Problem: Read the data and repeat it in full, exactly.
-=-=-=-=-
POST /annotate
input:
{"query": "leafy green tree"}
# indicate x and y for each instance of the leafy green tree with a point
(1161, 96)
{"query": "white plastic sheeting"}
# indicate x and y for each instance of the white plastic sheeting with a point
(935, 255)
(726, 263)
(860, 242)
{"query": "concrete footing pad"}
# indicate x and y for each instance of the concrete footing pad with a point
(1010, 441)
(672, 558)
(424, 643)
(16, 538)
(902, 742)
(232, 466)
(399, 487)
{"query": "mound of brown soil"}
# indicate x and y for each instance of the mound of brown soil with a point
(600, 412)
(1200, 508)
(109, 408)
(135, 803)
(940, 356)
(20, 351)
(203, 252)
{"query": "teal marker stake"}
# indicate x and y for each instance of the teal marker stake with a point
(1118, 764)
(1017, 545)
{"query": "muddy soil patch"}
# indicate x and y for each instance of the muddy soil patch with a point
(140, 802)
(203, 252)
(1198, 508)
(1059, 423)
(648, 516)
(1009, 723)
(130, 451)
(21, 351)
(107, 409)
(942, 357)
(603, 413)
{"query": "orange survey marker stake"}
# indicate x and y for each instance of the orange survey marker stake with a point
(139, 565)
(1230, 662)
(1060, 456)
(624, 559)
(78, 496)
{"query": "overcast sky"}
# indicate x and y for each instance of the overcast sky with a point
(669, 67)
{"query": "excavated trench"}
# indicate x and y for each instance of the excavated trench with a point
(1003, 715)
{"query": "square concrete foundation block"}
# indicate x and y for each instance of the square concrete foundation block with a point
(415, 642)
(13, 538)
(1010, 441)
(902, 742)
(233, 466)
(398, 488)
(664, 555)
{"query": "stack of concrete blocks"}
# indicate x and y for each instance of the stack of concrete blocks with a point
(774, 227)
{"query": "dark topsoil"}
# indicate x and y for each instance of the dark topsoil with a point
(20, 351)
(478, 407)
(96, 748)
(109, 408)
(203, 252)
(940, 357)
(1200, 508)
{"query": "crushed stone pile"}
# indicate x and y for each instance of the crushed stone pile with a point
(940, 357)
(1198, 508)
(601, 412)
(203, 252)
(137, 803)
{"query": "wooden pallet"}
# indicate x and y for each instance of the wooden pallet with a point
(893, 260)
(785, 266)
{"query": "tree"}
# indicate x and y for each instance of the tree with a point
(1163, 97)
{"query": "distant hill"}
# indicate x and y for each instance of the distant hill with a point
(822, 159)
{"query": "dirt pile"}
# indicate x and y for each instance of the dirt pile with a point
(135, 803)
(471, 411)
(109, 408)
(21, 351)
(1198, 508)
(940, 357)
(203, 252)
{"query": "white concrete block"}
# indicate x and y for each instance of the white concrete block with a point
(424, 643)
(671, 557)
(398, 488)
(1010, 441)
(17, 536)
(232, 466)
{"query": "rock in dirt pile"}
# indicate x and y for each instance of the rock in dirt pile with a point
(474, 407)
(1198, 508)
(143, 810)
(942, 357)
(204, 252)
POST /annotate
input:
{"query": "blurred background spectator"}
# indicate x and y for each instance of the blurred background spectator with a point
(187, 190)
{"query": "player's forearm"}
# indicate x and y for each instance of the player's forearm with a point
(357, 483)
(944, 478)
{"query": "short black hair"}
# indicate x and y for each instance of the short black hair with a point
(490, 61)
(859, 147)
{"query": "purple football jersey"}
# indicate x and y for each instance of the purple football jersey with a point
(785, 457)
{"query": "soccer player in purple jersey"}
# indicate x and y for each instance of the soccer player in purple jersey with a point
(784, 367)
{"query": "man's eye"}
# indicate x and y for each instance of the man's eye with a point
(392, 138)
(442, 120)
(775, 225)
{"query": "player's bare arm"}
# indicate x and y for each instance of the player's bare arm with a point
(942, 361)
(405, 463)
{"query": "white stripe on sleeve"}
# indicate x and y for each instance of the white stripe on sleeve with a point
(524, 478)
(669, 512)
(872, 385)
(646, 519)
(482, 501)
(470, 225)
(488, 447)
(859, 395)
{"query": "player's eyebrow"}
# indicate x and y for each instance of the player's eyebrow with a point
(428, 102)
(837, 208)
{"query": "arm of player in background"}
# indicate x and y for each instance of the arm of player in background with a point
-=-=-=-=-
Written answer:
POST /annotate
input:
{"query": "leafy green tree"}
# indicate x and y for each instance of the leafy green tree with a point
(1161, 96)
{"query": "white plastic sheeting"}
# indicate x and y for each instance of the white plastic sheeting with a point
(935, 255)
(726, 263)
(860, 242)
{"query": "concrete footing pad"}
# indicate x and y for each instance of the concrete footing pad with a point
(1010, 441)
(672, 558)
(424, 643)
(16, 538)
(902, 742)
(232, 466)
(399, 487)
{"query": "mound of brown soil"}
# indicate x and y for each instance of the mound of brown soil with a point
(600, 412)
(1200, 508)
(109, 408)
(135, 803)
(940, 356)
(20, 351)
(203, 252)
{"query": "teal marker stake"}
# indicate x and y for each instance of the teal marker stake with a point
(1118, 764)
(1017, 545)
{"query": "muddy soil patch"}
# indicate x and y for each instance of the muddy soil patch with a point
(140, 802)
(203, 252)
(1198, 508)
(1059, 423)
(648, 516)
(1009, 723)
(130, 451)
(21, 351)
(107, 409)
(942, 357)
(603, 413)
{"query": "orange survey marker stake"}
# indicate x and y for each instance of the orange survey marker stake with a point
(139, 565)
(1230, 662)
(1060, 456)
(624, 559)
(78, 496)
{"query": "overcast sky"}
# indicate x and y for each instance of the overcast sky with a point
(669, 67)
{"query": "excavated trench"}
# indicate x and y for each instance of the excavated trench with a point
(1003, 715)
{"query": "square concrete foundation block"}
# indicate x and y for each instance of the square concrete foundation block with a point
(415, 642)
(13, 538)
(1010, 441)
(902, 742)
(233, 466)
(398, 488)
(664, 555)
{"query": "stack of concrete blocks"}
# indicate x and y for each instance of the stack of concrete blocks with a point
(774, 227)
{"query": "dark topsoil"}
# indicate x and y for each instance of the dark topsoil with a point
(20, 351)
(478, 407)
(96, 748)
(109, 408)
(203, 252)
(940, 357)
(1200, 508)
{"query": "crushed stone pile"}
# indicate x and y for each instance of the crushed stone pile with a point
(940, 357)
(1198, 508)
(601, 412)
(203, 252)
(137, 803)
{"query": "wooden pallet"}
# indicate x and y for each instance of the wooden pallet with a point
(893, 260)
(785, 266)
{"query": "tree"}
# indicate x and y for each instance of the tree with a point
(1163, 97)
{"query": "distant hill"}
# indicate x and y for each instance of the distant hill with a point
(822, 159)
{"query": "dirt pile"}
# indicate x and y for each instance of the dirt pile with a point
(135, 803)
(471, 411)
(109, 408)
(21, 351)
(1198, 508)
(940, 357)
(203, 252)
{"query": "white concrete block"}
# indicate x and y for each instance of the white concrete block with a point
(424, 643)
(671, 557)
(398, 488)
(1010, 441)
(17, 536)
(232, 466)
{"query": "rock in dirt pile"}
# indicate x and y for each instance of the rock in dirt pile with a point
(474, 407)
(1198, 508)
(143, 810)
(942, 357)
(204, 252)
POST /annotate
input:
{"query": "blurred background spectator"}
# indicate x and y for each instance of the blurred background spectator with a point
(187, 190)
{"query": "player's forearm"}
# indicate x and y for each instance of the player's forearm with a point
(357, 483)
(944, 478)
{"query": "short black hair"}
# indicate x and y for each instance of the short black hair with a point
(490, 61)
(859, 147)
{"query": "purple football jersey"}
# indicate x and y for each instance of the purple football jersey with a point
(785, 457)
{"query": "soccer player in purple jersey"}
# indicate x and y for each instance of the soccer player in purple jersey with a point
(784, 367)
{"query": "man's eye"}
# indicate x and y for each instance of the man's eye with a point
(392, 138)
(442, 120)
(775, 225)
{"query": "player's bare arm"}
# indicate x and y for each instance of the player's bare arm with a point
(942, 361)
(405, 463)
{"query": "white stripe on sleeve"}
# indicate x and y for each instance of the white stripe on sleeve with a point
(524, 478)
(669, 512)
(872, 385)
(646, 519)
(482, 501)
(470, 225)
(488, 447)
(859, 395)
{"query": "player's eyebrow"}
# indicate x and y for each instance of the player's eyebrow with a point
(428, 102)
(837, 208)
{"query": "arm of player in background"}
# indicate x and y for each instance of the arm of player in background with a point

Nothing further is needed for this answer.